## Start Extract provided

Applying for a job? Then tidy up your online social media profile

Have you ever Googled yourself? If you are applying for a job, you should, as it is more than likely your prospective employers will. You can control a lot of what they see (and don’t see) online by what you show on your social networking sites. Here’s a quick guide on what to look out for on each of your social media accounts:


Firstly, make sure you have a LinkedIn profile. If you have one but you have not been on the site for a while, ensure you have an up-to-date profile with all relevant jobs listed, and a current picture. Having references from the right people can make a big difference, as can the types of items you post on your updates and the kind of people you are linking up with.

You can also use LinkedIn to find out about the people interviewing you and the company you are joining, which may be able to give you a head start when you meet with them.
Don’t forget to join relevant groups where you can talk to like-minded people and make important industry contacts.


The stories of pictures posted on Facebook of wild college parties in the U.S. coming between candidates and their jobs are legendary, so it is useful to know who can see which parts of your Facebook profile.

## End Extract provided

**Exercises**
[a] In the social media guide, what does it say you can use LinkedIn to find out about?
[b] Reproduce the social media guide starting with "Applying for a job?" and going on through "linking up with.".

## Start Stored data

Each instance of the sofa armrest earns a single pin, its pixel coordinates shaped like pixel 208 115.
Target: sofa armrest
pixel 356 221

## End Stored data

**Solutions per task**
[a] The people interviewing you and the company you are joining.

[b]
Applying for a job? Then tidy up your online social media profile

Have you ever Googled yourself? If you are applying for a job, you should, as it is more than likely your prospective employers will. You can control a lot of what they see (and don’t see) online by what you show on your social networking sites. Here’s a quick guide on what to look out for on each of your social media accounts:


Firstly, make sure you have a LinkedIn profile. If you have one but you have not been on the site for a while, ensure you have an up-to-date profile with all relevant jobs listed, and a current picture. Having references from the right people can make a big difference, as can the types of items you post on your updates and the kind of people you are linking up with.